====== Excerpted records ======

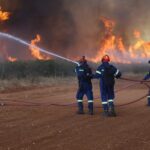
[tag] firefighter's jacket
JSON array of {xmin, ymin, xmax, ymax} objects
[
  {"xmin": 93, "ymin": 62, "xmax": 121, "ymax": 87},
  {"xmin": 75, "ymin": 62, "xmax": 92, "ymax": 91},
  {"xmin": 144, "ymin": 70, "xmax": 150, "ymax": 80}
]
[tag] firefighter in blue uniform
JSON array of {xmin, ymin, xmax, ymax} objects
[
  {"xmin": 144, "ymin": 60, "xmax": 150, "ymax": 80},
  {"xmin": 93, "ymin": 55, "xmax": 121, "ymax": 117},
  {"xmin": 75, "ymin": 56, "xmax": 94, "ymax": 115},
  {"xmin": 143, "ymin": 60, "xmax": 150, "ymax": 106}
]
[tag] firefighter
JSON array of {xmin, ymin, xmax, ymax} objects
[
  {"xmin": 75, "ymin": 56, "xmax": 94, "ymax": 115},
  {"xmin": 93, "ymin": 55, "xmax": 121, "ymax": 117},
  {"xmin": 143, "ymin": 60, "xmax": 150, "ymax": 80},
  {"xmin": 143, "ymin": 60, "xmax": 150, "ymax": 106}
]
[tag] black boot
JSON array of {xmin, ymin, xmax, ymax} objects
[
  {"xmin": 108, "ymin": 101, "xmax": 116, "ymax": 117},
  {"xmin": 77, "ymin": 110, "xmax": 84, "ymax": 114},
  {"xmin": 77, "ymin": 102, "xmax": 84, "ymax": 114},
  {"xmin": 147, "ymin": 96, "xmax": 150, "ymax": 106},
  {"xmin": 102, "ymin": 104, "xmax": 109, "ymax": 117},
  {"xmin": 109, "ymin": 107, "xmax": 117, "ymax": 117},
  {"xmin": 147, "ymin": 90, "xmax": 150, "ymax": 106},
  {"xmin": 88, "ymin": 102, "xmax": 94, "ymax": 115},
  {"xmin": 102, "ymin": 110, "xmax": 109, "ymax": 117}
]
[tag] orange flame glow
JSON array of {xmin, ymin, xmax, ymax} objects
[
  {"xmin": 88, "ymin": 17, "xmax": 150, "ymax": 63},
  {"xmin": 129, "ymin": 29, "xmax": 150, "ymax": 60},
  {"xmin": 29, "ymin": 34, "xmax": 50, "ymax": 60},
  {"xmin": 7, "ymin": 56, "xmax": 17, "ymax": 62},
  {"xmin": 0, "ymin": 6, "xmax": 10, "ymax": 22}
]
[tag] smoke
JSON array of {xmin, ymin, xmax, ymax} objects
[
  {"xmin": 64, "ymin": 0, "xmax": 150, "ymax": 52},
  {"xmin": 0, "ymin": 0, "xmax": 150, "ymax": 60},
  {"xmin": 1, "ymin": 0, "xmax": 77, "ymax": 56}
]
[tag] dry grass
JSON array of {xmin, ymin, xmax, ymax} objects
[
  {"xmin": 0, "ymin": 77, "xmax": 77, "ymax": 92},
  {"xmin": 0, "ymin": 73, "xmax": 146, "ymax": 93}
]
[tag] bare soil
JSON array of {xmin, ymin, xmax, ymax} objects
[{"xmin": 0, "ymin": 78, "xmax": 150, "ymax": 150}]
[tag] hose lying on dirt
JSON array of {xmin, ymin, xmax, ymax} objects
[{"xmin": 0, "ymin": 76, "xmax": 149, "ymax": 107}]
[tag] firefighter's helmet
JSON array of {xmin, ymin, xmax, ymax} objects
[{"xmin": 102, "ymin": 55, "xmax": 110, "ymax": 62}]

======

Work order => Could you restate the entries word for word, skipping any pictures?

Result for this exercise =>
[tag] firefighter's jacket
JSON array of {xmin, ymin, xmax, ymax} objects
[
  {"xmin": 93, "ymin": 62, "xmax": 121, "ymax": 87},
  {"xmin": 75, "ymin": 62, "xmax": 92, "ymax": 91},
  {"xmin": 144, "ymin": 70, "xmax": 150, "ymax": 80}
]
[tag] firefighter in blue uniform
JSON array of {xmin, ymin, xmax, ymax} objects
[
  {"xmin": 144, "ymin": 60, "xmax": 150, "ymax": 80},
  {"xmin": 93, "ymin": 55, "xmax": 121, "ymax": 117},
  {"xmin": 75, "ymin": 56, "xmax": 94, "ymax": 115},
  {"xmin": 143, "ymin": 60, "xmax": 150, "ymax": 106}
]
[tag] firefighter
JSON array of {xmin, ymin, xmax, ymax} objects
[
  {"xmin": 75, "ymin": 56, "xmax": 94, "ymax": 115},
  {"xmin": 93, "ymin": 55, "xmax": 121, "ymax": 117},
  {"xmin": 143, "ymin": 60, "xmax": 150, "ymax": 80},
  {"xmin": 143, "ymin": 60, "xmax": 150, "ymax": 106}
]
[tag] black boot
JSON array of {xmin, ymin, xmax, ymax} objects
[
  {"xmin": 108, "ymin": 101, "xmax": 116, "ymax": 117},
  {"xmin": 77, "ymin": 110, "xmax": 84, "ymax": 114},
  {"xmin": 77, "ymin": 102, "xmax": 84, "ymax": 114},
  {"xmin": 147, "ymin": 96, "xmax": 150, "ymax": 106},
  {"xmin": 102, "ymin": 104, "xmax": 109, "ymax": 117},
  {"xmin": 109, "ymin": 107, "xmax": 117, "ymax": 117},
  {"xmin": 147, "ymin": 90, "xmax": 150, "ymax": 106},
  {"xmin": 88, "ymin": 102, "xmax": 94, "ymax": 115},
  {"xmin": 102, "ymin": 110, "xmax": 109, "ymax": 117}
]
[tag] orange flame glow
JSON array of {xmin, ymin, xmax, ymax} objects
[
  {"xmin": 88, "ymin": 17, "xmax": 150, "ymax": 63},
  {"xmin": 129, "ymin": 29, "xmax": 150, "ymax": 60},
  {"xmin": 29, "ymin": 34, "xmax": 50, "ymax": 60},
  {"xmin": 7, "ymin": 56, "xmax": 17, "ymax": 62},
  {"xmin": 0, "ymin": 6, "xmax": 10, "ymax": 22}
]
[tag] smoke
JSON array of {xmin, ymin, xmax, ymax} objects
[
  {"xmin": 64, "ymin": 0, "xmax": 150, "ymax": 52},
  {"xmin": 0, "ymin": 0, "xmax": 150, "ymax": 60},
  {"xmin": 1, "ymin": 0, "xmax": 77, "ymax": 56}
]
[tag] dry grass
JSON array of {xmin, ymin, xmax, ymax} objects
[
  {"xmin": 0, "ymin": 77, "xmax": 77, "ymax": 92},
  {"xmin": 0, "ymin": 73, "xmax": 146, "ymax": 93}
]
[tag] bare soil
JSON array of {xmin, ymin, xmax, ymax} objects
[{"xmin": 0, "ymin": 78, "xmax": 150, "ymax": 150}]
[tag] hose lying on dirt
JSON array of {xmin, ymin, xmax, ymax} objects
[{"xmin": 0, "ymin": 76, "xmax": 149, "ymax": 107}]
[tag] firefighter's helmet
JSON array of {xmin, ymin, xmax, ymax} objects
[{"xmin": 102, "ymin": 55, "xmax": 110, "ymax": 62}]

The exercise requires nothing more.